## Exercise directions
Return every line of the data that contains the string "black".

Referring expression data:
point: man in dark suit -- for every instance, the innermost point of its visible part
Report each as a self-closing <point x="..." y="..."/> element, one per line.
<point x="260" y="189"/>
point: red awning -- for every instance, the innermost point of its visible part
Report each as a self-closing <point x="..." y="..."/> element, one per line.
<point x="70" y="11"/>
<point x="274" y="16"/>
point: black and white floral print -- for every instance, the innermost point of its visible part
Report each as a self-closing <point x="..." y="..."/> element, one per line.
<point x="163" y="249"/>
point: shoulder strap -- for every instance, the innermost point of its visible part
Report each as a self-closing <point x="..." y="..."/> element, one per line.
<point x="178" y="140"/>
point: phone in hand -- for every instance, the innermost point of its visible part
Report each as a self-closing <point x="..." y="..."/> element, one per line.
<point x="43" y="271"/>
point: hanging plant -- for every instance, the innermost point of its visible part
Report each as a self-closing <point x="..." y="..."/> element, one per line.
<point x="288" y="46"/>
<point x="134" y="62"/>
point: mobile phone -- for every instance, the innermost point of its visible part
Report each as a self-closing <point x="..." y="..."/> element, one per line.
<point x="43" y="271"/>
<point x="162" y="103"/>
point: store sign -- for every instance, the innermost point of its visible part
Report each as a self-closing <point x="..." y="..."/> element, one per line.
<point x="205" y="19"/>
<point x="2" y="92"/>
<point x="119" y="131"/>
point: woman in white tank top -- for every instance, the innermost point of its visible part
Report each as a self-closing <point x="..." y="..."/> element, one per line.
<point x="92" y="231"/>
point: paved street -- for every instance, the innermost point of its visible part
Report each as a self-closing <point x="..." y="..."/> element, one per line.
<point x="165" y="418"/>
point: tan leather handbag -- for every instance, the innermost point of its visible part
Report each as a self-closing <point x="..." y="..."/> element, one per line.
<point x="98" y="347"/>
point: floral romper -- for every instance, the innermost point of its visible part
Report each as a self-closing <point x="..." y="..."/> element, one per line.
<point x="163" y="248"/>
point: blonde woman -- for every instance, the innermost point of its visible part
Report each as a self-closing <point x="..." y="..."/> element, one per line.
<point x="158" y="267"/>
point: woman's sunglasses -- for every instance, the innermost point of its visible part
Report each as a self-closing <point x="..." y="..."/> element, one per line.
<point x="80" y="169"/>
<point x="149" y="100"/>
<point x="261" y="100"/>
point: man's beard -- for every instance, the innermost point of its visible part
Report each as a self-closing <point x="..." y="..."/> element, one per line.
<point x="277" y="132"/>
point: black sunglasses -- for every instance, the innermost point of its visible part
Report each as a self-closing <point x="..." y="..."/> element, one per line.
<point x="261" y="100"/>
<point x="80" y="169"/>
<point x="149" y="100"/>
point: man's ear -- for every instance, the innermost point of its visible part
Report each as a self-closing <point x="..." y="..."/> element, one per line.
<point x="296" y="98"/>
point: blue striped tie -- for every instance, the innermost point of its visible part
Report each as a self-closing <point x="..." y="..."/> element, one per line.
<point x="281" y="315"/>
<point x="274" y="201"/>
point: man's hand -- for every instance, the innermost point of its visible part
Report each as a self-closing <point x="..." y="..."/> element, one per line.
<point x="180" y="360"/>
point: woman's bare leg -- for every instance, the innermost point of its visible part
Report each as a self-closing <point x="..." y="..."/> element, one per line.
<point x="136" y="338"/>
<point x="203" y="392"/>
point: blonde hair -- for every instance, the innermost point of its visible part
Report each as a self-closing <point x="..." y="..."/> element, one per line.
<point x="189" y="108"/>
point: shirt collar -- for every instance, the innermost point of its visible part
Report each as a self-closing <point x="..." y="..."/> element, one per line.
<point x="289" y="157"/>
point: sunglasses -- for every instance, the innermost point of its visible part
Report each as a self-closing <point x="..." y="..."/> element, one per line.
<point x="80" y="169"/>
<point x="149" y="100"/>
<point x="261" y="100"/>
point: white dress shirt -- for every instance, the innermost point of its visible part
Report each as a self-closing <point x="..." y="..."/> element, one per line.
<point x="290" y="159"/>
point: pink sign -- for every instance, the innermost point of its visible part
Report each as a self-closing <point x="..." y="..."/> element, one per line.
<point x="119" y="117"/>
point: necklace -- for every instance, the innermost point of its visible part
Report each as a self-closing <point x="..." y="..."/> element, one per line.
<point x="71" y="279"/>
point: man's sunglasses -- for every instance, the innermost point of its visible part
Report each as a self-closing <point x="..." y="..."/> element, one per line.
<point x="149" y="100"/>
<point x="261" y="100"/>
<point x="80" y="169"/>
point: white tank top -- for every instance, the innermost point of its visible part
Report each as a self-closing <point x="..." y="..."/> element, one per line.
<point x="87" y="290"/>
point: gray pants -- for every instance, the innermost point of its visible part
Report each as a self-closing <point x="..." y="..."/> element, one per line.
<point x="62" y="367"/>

## Task result
point: black and white floral print -- for every instance, the innermost point of its visible part
point: black sunglasses -- for every instance, the innermost point of its visible part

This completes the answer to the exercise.